Written problem A: In the channel strips thread, which plugin does ThomasL use on every channel?
Written problem B: Reproduce word for word the part of the channel strips thread starting with "# Virtual Channel" and going on through "specific source characteristics.".

Excerpt:
────────────────────
# Virtual Channel Strips



## Gusfmm (Dec 10, 2012)

I'd like to hear your experiences in trying, and/or satisfaction level in using, virtual Channel Strips on your digital orchestral and hybrid productions. Something that has intrigued me for quite a while, as I have often felt some products seem to be more snake oil than real tangible useful tools. 

My core interest is in giving mixes a less digital feeling, while mixing the individual channels, not at the mastering stage. In a way, to control amount of effect depending on the given channel source and specific source characteristics.

Some products I'd be especially curious to hear about include Softube's Tube-Tech Classic Channel, Slate's VCC/VTM, Steinberg's Vintage Channel/Open Deck, Nomad's Blue Tubes suite, Ozone's Izotope/Alloy, etc. I'm not a Wave's fan, for instance, but feel free to extend the list with whatever other product you may have had good results with.


----------



## Ned Bouhalassa (Dec 10, 2012)

I've been using Slate's VCC for a couple of years, and I really like it. It adds some depth to the soundstage and bass to the sound, but in a subtle way. I try and put it on most channels these days, and I'm pleased with the results, as it doesn't smear the transients. As for the Waves REDD, I tried it and... Meh. :wink:


----------



## EastWest Lurker (Dec 10, 2012)

I use the UAD Studer A 800 on busses and the Ampex ATR with the Precision Limiter on the 2 buss. It is nice.


----------



## devastat (Dec 10, 2012)

Slate Digital VTM is excellent also.


----------



## mark812 (Dec 10, 2012)

http://www.toneboosters.com/tb-reelbus/

The best I've tried.


----------



## ThomasL (Dec 10, 2012)

If you mean a channelstrip as in "gate, comp, eq and hi-/lowcut" in one plugin I'm using the UAD Neve 88RS on every channel.

The project I'm working on right now I'm experimenting with Sonimus Satson into Waves NLS into UAD Neve 88RS and it sounds really good! This is more of a pop/rock type of project but I'm dying to try it out on an orchestral piece.


----------



## EastWest Lurker (Dec 10, 2012)

I am creating a "stem mixer for delivery" template in Logic Pro. 6 channels, I each for strings, winds, brass, rhythm, perc, and vox, each with an LA2 and Studer A800,; the strings, winds, brass and perc each send to separate instances of QL Spaces while the Rhythm and Vox send to the UA Lexicon 244; all send to a touch of EMT Plate 140 for overall gloss; a Precision Limiter ( I swap it out for a Precision Multiband when I am screwing up the mix and Ampex ATR on the 2 buss.

All I can say is that my first impression is "wow!" Now I need to decide on an EQ


----------



## Theseus (Dec 10, 2012)

In the box happiness :

- Waves REDD on all channels. I feel this is the best plugin out there, period. BUT, you need to gain stage it properly. Take my word if you will, or better take the word from Bob Ohlsson (Motown legend) himself : hit the plugin at fairly low levels, keep it dynamic. That way, you can achieve with this plug incredible results. Filters are as sweet as it gets, you can gain stage your audio right from it, drive it, adjust the stereo width by playing with the settings (larger than life ? It's right there).
────────────────────
Listing:
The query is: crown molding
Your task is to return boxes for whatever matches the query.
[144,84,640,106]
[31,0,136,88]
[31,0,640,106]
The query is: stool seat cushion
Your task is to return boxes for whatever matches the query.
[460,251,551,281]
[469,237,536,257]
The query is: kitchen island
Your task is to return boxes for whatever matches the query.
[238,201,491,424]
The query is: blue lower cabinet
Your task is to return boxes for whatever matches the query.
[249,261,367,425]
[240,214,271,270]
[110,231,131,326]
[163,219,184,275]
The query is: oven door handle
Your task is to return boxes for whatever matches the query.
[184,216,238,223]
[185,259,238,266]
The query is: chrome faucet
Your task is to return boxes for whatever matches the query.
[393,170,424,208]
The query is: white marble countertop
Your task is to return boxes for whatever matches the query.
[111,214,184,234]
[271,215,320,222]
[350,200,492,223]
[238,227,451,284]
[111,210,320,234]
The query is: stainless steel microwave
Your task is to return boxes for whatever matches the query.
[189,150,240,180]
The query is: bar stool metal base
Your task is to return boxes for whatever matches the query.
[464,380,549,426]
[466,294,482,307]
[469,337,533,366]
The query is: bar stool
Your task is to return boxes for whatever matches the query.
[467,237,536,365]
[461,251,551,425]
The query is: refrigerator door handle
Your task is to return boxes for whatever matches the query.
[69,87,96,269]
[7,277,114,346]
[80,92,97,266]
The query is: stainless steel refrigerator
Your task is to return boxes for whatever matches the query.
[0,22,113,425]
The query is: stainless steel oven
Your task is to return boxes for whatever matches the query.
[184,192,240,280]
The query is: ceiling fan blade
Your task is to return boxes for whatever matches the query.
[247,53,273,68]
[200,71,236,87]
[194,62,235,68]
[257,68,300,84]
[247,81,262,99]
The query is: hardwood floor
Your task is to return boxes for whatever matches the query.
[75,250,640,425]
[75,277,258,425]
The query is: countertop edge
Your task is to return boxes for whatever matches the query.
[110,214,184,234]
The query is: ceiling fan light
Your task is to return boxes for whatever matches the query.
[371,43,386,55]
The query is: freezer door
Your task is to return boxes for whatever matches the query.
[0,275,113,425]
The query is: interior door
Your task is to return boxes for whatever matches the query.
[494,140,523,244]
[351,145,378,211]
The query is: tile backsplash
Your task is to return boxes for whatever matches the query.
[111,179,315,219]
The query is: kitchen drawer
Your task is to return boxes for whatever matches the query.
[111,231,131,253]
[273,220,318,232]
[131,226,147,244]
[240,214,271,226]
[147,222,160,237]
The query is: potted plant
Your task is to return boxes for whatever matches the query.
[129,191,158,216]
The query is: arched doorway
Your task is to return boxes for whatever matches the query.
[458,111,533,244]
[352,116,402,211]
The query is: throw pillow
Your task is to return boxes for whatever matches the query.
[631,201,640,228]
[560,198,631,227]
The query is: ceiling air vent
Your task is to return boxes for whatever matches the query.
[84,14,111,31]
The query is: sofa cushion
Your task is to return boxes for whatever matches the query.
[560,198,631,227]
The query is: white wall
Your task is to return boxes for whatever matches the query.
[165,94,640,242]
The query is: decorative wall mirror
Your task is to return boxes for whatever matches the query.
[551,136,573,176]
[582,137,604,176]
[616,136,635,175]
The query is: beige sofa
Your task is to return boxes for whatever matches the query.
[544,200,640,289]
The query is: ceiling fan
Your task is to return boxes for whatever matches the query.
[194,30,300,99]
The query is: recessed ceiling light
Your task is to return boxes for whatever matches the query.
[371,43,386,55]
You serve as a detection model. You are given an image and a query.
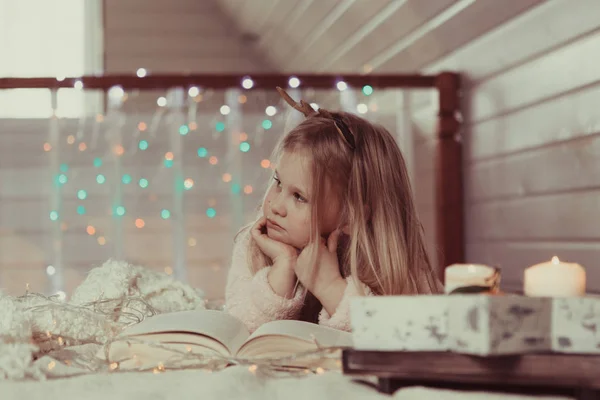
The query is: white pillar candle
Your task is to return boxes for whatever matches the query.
[444,264,500,293]
[524,256,585,297]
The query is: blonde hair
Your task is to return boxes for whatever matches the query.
[238,103,440,322]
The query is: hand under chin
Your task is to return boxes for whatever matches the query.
[267,229,304,251]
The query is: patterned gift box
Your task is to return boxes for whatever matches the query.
[350,295,600,355]
[350,296,449,351]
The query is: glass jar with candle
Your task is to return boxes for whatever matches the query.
[523,256,586,297]
[444,264,500,294]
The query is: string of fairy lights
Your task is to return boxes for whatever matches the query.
[42,72,377,298]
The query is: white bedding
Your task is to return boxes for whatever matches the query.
[0,261,576,400]
[0,367,563,400]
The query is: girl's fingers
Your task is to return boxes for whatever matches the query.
[327,229,341,253]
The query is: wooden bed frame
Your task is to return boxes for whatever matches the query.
[0,72,465,279]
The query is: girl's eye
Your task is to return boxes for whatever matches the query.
[294,192,306,203]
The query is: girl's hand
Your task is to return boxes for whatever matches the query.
[250,216,298,263]
[295,229,345,302]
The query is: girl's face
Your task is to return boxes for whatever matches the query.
[263,151,340,250]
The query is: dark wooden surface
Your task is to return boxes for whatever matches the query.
[342,349,600,399]
[435,72,465,279]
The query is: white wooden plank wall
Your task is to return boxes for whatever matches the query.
[104,0,271,73]
[420,0,600,291]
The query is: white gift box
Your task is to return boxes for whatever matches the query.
[350,296,449,351]
[350,295,600,355]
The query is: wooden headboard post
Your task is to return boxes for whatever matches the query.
[435,72,465,279]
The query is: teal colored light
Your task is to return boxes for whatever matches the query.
[198,147,208,158]
[263,119,273,130]
[240,142,250,153]
[138,140,148,150]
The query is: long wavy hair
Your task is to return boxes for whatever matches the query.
[238,105,441,322]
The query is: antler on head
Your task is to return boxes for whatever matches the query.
[277,86,316,117]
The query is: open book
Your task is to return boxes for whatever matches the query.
[98,310,352,369]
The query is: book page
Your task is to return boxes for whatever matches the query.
[120,310,250,354]
[246,320,352,347]
[236,320,352,369]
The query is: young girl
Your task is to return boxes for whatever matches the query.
[225,88,441,332]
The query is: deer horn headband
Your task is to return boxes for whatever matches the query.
[277,86,356,150]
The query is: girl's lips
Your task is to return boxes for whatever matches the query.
[267,220,285,231]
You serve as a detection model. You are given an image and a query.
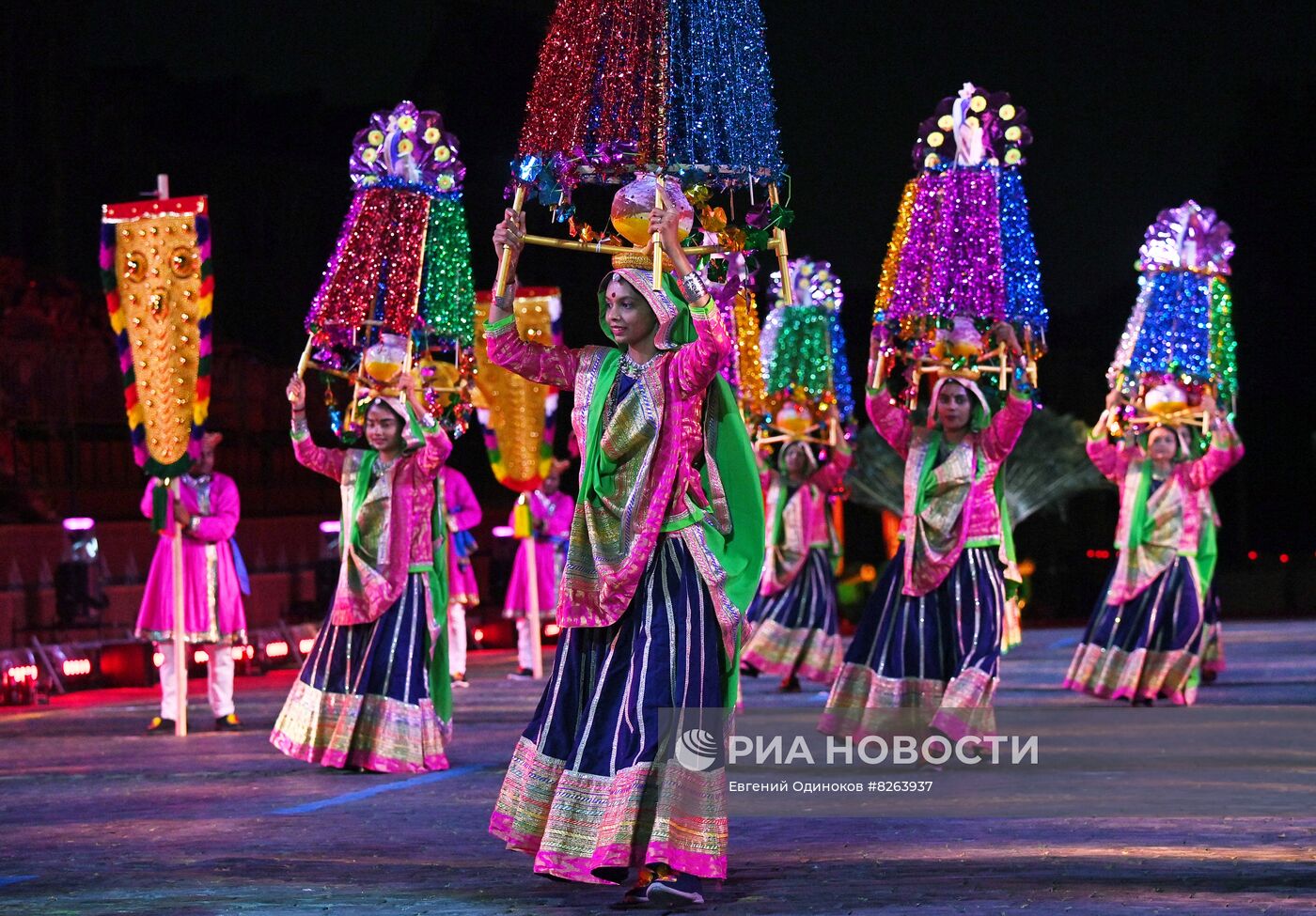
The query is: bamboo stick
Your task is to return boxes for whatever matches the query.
[649,175,664,292]
[767,184,795,305]
[494,184,525,299]
[521,236,728,256]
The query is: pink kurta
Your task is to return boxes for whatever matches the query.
[438,466,484,607]
[1087,429,1244,604]
[292,427,453,627]
[484,297,740,651]
[135,474,246,643]
[869,391,1033,597]
[758,447,853,598]
[503,491,575,617]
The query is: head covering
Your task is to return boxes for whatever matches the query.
[599,267,695,350]
[776,440,819,476]
[1137,423,1194,463]
[362,395,425,449]
[928,375,991,433]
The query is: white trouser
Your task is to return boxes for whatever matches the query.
[155,643,233,719]
[447,601,466,674]
[516,617,534,671]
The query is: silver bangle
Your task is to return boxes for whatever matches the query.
[677,270,708,305]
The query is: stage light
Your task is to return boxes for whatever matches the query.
[62,658,91,677]
[6,664,39,684]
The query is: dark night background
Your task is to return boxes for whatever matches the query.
[0,0,1316,612]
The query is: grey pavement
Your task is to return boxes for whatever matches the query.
[0,621,1316,916]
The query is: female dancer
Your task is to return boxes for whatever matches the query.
[743,440,850,692]
[484,189,763,903]
[819,330,1033,743]
[503,460,575,679]
[1065,390,1243,706]
[270,374,453,772]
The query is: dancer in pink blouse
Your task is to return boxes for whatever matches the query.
[503,460,575,679]
[135,433,247,735]
[270,375,453,772]
[1065,390,1244,706]
[820,333,1033,743]
[484,189,763,903]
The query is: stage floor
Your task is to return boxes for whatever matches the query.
[0,621,1316,916]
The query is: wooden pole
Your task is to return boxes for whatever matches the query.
[494,184,525,299]
[297,334,316,379]
[649,175,664,292]
[521,236,728,258]
[767,184,795,305]
[169,478,188,737]
[520,493,543,680]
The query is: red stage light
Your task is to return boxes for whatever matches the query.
[6,664,37,684]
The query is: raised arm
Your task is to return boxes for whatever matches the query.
[1188,418,1244,489]
[187,476,243,544]
[287,375,348,482]
[484,210,582,390]
[809,440,854,492]
[979,388,1033,460]
[671,295,731,397]
[398,374,453,480]
[868,388,914,458]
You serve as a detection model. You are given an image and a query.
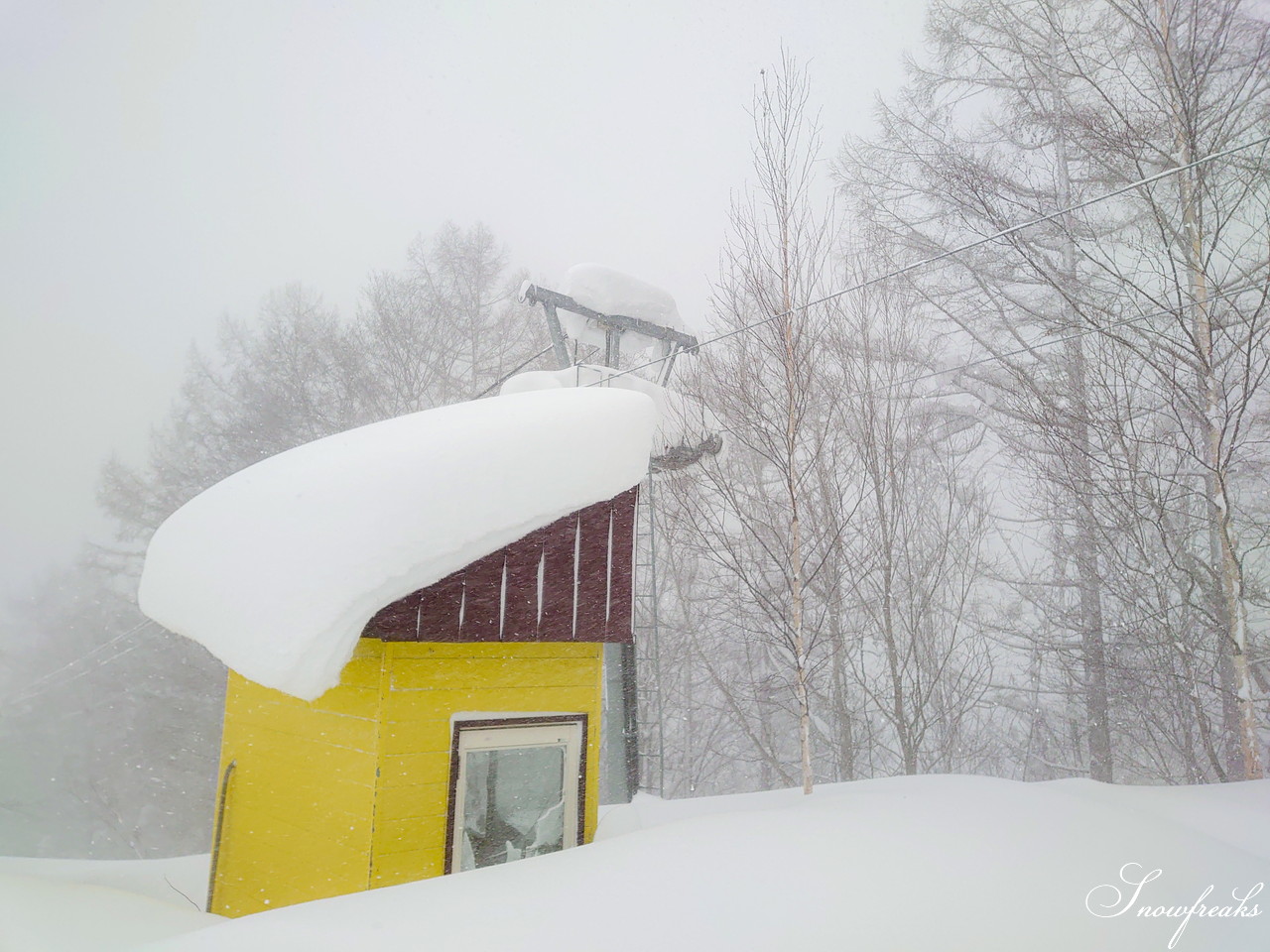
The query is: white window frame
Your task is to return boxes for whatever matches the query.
[445,713,586,874]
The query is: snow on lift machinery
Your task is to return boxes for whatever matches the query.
[520,273,722,473]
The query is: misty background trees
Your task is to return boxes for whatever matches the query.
[0,0,1270,856]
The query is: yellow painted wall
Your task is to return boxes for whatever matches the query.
[210,639,602,915]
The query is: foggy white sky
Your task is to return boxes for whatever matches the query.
[0,0,925,604]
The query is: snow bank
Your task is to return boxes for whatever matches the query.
[140,387,654,701]
[0,853,210,908]
[0,874,222,952]
[136,776,1270,952]
[500,364,722,469]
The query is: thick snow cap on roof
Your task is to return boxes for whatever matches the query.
[557,264,684,353]
[140,389,654,699]
[564,264,684,330]
[500,363,722,469]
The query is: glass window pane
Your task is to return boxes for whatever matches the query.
[459,744,567,870]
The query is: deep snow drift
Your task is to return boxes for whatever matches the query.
[84,776,1270,952]
[139,387,655,701]
[0,856,222,952]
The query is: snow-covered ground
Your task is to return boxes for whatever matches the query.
[0,854,222,952]
[0,776,1270,952]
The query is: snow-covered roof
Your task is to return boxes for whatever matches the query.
[139,387,654,699]
[557,264,685,353]
[502,364,722,469]
[564,264,684,330]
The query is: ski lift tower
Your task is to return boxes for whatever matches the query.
[521,266,721,796]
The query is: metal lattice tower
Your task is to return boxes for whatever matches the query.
[634,475,666,796]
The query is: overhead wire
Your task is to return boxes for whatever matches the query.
[586,136,1270,386]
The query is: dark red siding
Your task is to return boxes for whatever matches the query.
[362,489,636,641]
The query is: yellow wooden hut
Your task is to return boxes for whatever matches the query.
[141,389,653,916]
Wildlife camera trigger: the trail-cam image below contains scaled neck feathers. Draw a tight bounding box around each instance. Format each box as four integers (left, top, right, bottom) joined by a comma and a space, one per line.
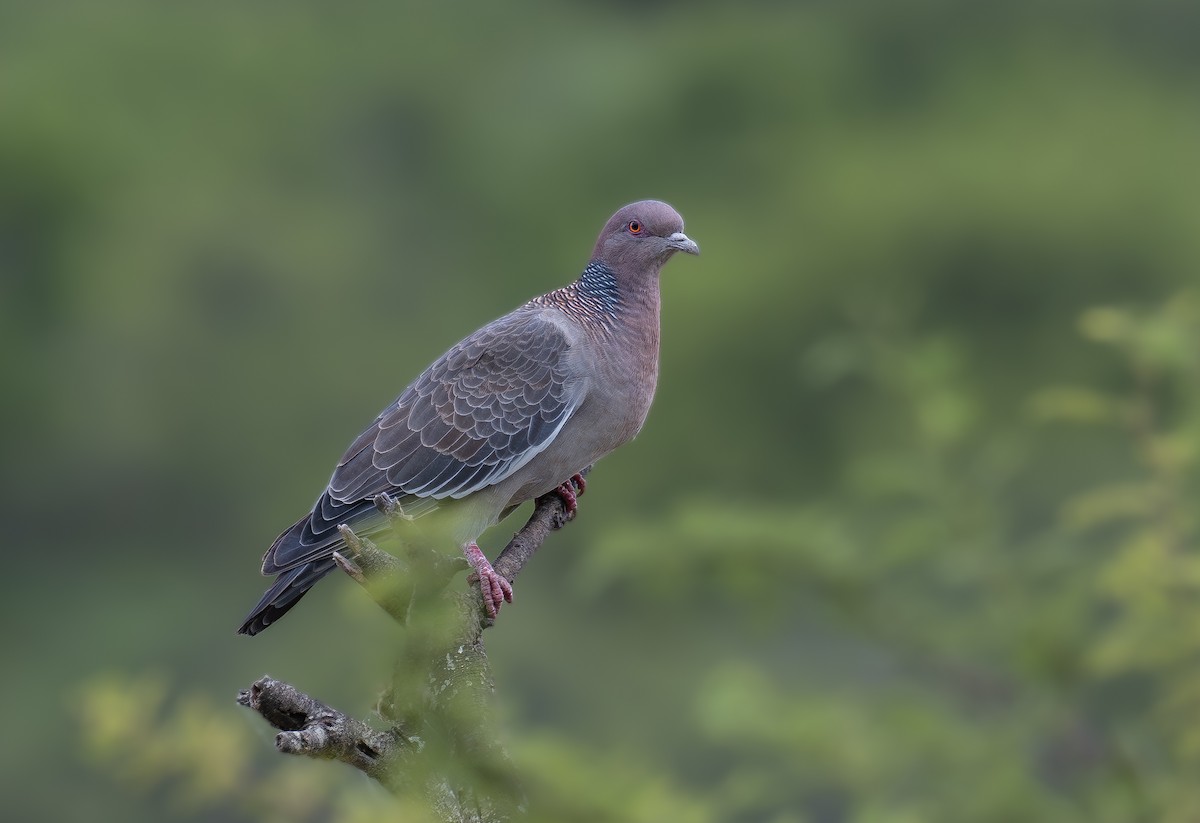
────────────────────
Written answer A: The UAD Neve 88RS.

Written answer B:
# Virtual Channel Strips



## Gusfmm (Dec 10, 2012)

I'd like to hear your experiences in trying, and/or satisfaction level in using, virtual Channel Strips on your digital orchestral and hybrid productions. Something that has intrigued me for quite a while, as I have often felt some products seem to be more snake oil than real tangible useful tools. 

My core interest is in giving mixes a less digital feeling, while mixing the individual channels, not at the mastering stage. In a way, to control amount of effect depending on the given channel source and specific source characteristics.